Recorded data
=-=-=-=-=

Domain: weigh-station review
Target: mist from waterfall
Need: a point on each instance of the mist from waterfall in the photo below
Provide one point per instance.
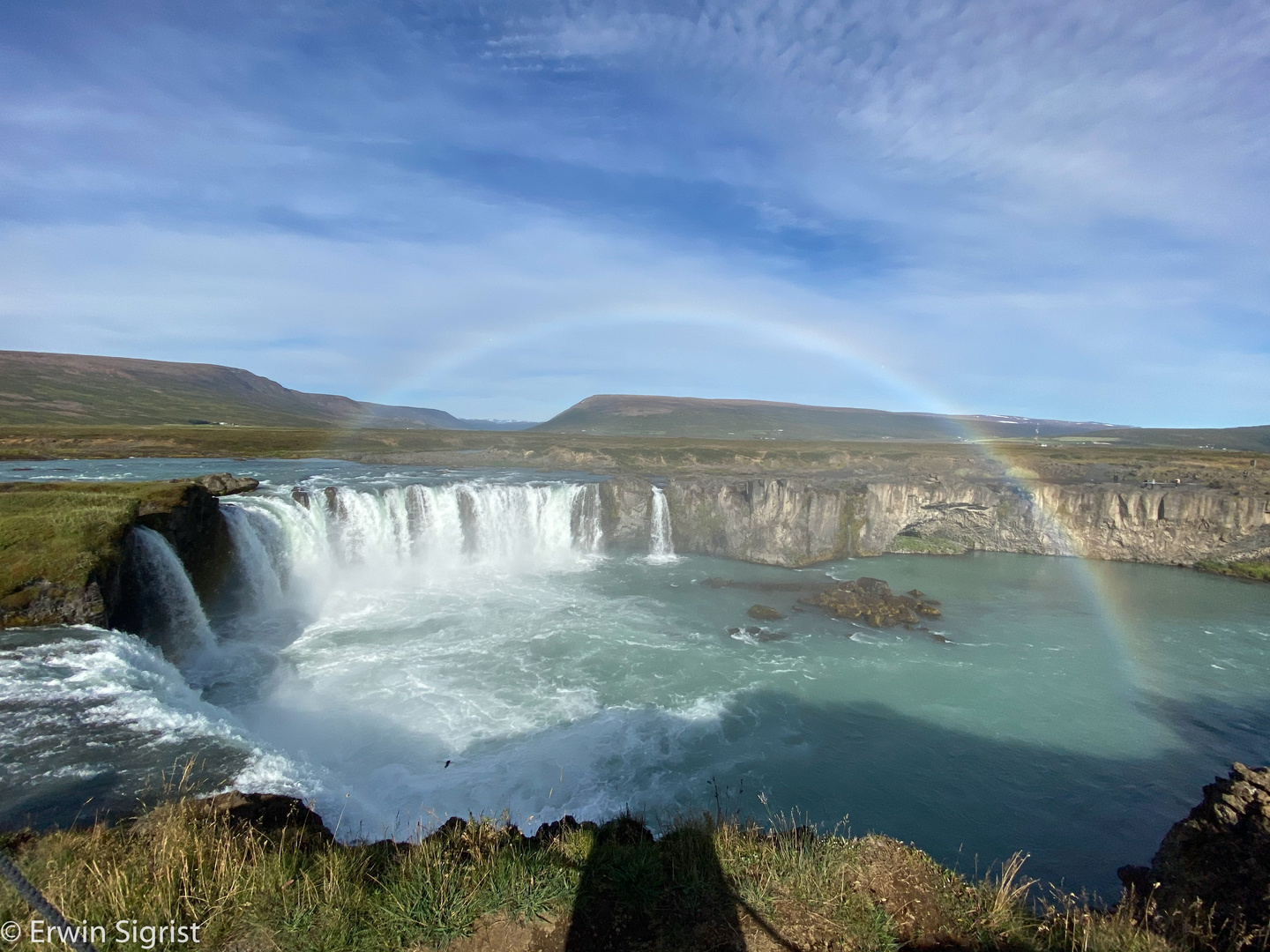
(399, 643)
(661, 542)
(172, 616)
(302, 546)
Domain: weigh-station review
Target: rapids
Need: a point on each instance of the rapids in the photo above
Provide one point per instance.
(380, 623)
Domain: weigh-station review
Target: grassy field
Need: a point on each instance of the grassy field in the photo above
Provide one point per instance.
(704, 885)
(1258, 571)
(661, 455)
(60, 532)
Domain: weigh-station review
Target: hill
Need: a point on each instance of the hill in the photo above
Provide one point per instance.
(1244, 438)
(609, 414)
(46, 389)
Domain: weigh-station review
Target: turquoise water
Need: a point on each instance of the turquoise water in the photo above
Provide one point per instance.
(1073, 712)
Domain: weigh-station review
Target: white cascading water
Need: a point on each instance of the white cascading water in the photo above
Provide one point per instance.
(430, 530)
(661, 542)
(173, 609)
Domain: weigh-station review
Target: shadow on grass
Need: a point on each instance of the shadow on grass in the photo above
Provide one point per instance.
(669, 894)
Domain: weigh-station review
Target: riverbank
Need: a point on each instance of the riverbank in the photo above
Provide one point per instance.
(272, 877)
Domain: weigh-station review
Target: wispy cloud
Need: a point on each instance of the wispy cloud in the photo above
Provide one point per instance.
(1044, 208)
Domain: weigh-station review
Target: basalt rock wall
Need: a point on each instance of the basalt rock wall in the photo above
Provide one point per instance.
(798, 522)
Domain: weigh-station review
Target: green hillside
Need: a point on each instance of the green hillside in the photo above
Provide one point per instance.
(752, 419)
(46, 389)
(1241, 438)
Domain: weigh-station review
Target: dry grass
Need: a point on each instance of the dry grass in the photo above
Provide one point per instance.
(701, 885)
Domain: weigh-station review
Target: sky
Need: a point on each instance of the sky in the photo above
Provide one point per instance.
(1056, 210)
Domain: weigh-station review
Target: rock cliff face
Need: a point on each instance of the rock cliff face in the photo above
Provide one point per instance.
(1218, 857)
(108, 591)
(796, 522)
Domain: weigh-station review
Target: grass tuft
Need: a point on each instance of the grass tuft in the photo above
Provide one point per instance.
(705, 883)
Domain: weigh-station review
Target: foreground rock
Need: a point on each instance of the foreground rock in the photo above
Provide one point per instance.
(267, 813)
(1218, 857)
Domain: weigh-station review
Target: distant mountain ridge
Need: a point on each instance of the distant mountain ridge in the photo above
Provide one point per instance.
(45, 387)
(615, 414)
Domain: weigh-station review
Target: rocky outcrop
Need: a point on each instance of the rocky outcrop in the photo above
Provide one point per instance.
(227, 484)
(107, 591)
(796, 522)
(626, 512)
(42, 602)
(863, 599)
(764, 614)
(871, 600)
(1217, 859)
(768, 521)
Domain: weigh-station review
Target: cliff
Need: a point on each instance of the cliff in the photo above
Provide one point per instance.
(798, 522)
(64, 546)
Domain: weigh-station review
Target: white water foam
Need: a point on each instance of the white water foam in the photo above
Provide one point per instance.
(661, 544)
(176, 617)
(121, 691)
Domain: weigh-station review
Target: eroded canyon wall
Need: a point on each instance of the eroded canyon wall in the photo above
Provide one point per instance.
(798, 522)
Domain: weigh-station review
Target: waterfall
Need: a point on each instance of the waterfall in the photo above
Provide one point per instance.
(172, 614)
(251, 533)
(661, 542)
(318, 536)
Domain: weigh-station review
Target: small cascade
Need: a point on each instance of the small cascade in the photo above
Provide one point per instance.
(256, 565)
(172, 616)
(311, 534)
(661, 542)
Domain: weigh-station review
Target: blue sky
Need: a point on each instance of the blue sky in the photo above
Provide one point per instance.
(1057, 210)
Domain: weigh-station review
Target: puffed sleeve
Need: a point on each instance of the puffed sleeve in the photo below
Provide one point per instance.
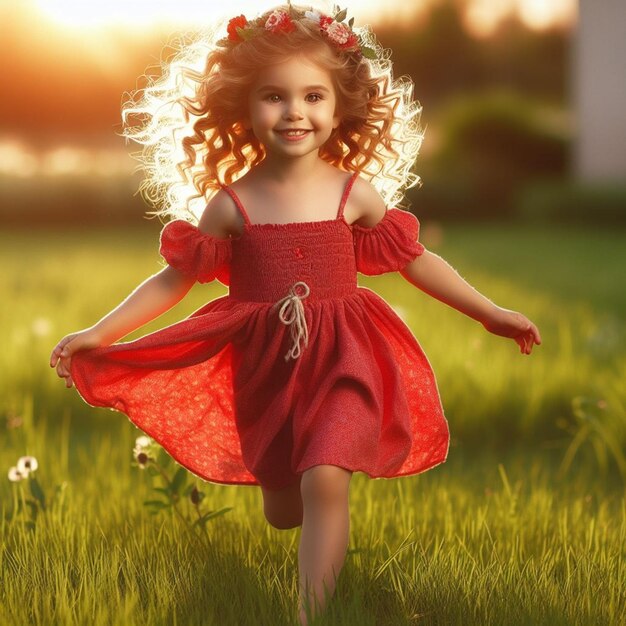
(388, 246)
(195, 253)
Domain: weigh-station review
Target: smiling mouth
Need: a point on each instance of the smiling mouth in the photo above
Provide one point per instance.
(294, 133)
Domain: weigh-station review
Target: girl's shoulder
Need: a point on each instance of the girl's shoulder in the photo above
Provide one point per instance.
(221, 218)
(365, 204)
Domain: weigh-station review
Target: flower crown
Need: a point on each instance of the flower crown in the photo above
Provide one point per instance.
(280, 21)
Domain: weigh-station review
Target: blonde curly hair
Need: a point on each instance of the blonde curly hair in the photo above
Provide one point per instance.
(190, 119)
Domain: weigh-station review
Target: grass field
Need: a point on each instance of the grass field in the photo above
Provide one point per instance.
(524, 524)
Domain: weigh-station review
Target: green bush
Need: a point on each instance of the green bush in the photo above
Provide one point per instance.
(491, 145)
(573, 202)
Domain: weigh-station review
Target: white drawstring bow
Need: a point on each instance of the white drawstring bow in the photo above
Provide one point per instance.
(292, 313)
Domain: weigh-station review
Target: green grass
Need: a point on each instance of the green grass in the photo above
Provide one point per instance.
(524, 524)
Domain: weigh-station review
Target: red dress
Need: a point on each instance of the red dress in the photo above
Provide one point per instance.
(297, 366)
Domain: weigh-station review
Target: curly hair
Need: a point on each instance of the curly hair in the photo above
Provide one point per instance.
(191, 117)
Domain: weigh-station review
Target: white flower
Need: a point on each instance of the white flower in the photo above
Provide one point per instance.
(314, 16)
(143, 441)
(26, 464)
(338, 32)
(15, 475)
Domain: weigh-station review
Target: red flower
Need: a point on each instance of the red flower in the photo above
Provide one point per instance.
(280, 22)
(351, 43)
(236, 22)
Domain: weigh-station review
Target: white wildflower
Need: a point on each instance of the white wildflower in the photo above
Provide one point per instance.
(15, 475)
(27, 464)
(143, 441)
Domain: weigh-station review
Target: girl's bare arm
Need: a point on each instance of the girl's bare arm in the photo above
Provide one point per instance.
(433, 275)
(151, 298)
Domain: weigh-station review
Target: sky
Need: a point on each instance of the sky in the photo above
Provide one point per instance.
(92, 52)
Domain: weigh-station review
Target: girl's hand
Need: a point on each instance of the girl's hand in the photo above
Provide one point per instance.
(61, 356)
(508, 323)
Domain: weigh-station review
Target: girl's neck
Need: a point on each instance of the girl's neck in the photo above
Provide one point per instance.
(291, 171)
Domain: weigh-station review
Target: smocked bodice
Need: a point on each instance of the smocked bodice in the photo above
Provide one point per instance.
(262, 263)
(267, 259)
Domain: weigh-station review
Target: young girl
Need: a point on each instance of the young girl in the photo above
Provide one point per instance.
(297, 378)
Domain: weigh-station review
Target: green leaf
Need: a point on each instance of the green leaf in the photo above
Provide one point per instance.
(158, 504)
(179, 480)
(37, 492)
(368, 53)
(210, 515)
(163, 458)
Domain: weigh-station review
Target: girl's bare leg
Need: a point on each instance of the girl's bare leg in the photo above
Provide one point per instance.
(324, 538)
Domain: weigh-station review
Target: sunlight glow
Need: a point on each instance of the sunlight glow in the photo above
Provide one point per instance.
(17, 159)
(482, 16)
(145, 14)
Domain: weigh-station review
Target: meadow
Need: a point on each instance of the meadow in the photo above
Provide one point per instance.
(525, 523)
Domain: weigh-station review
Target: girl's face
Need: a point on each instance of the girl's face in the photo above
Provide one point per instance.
(296, 96)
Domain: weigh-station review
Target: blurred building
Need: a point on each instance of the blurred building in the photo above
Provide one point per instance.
(600, 90)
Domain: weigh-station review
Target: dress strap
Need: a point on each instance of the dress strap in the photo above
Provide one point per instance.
(235, 197)
(346, 193)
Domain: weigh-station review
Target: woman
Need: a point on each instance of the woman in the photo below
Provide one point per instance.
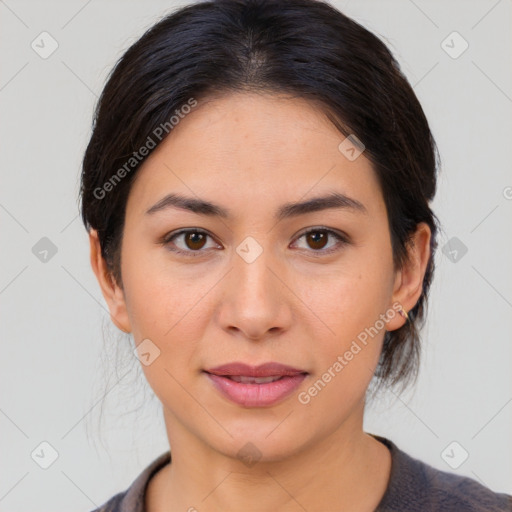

=-=-=-=-=

Pull out each line in the rows above that contains the string "wall".

RESULT OF THE EXERCISE:
Target: basalt rock wall
Need: a point on each instance of the basalt rock wall in the photo above
Target: eroded canyon wall
Need: a point on each instance of the eroded canyon wall in the photo above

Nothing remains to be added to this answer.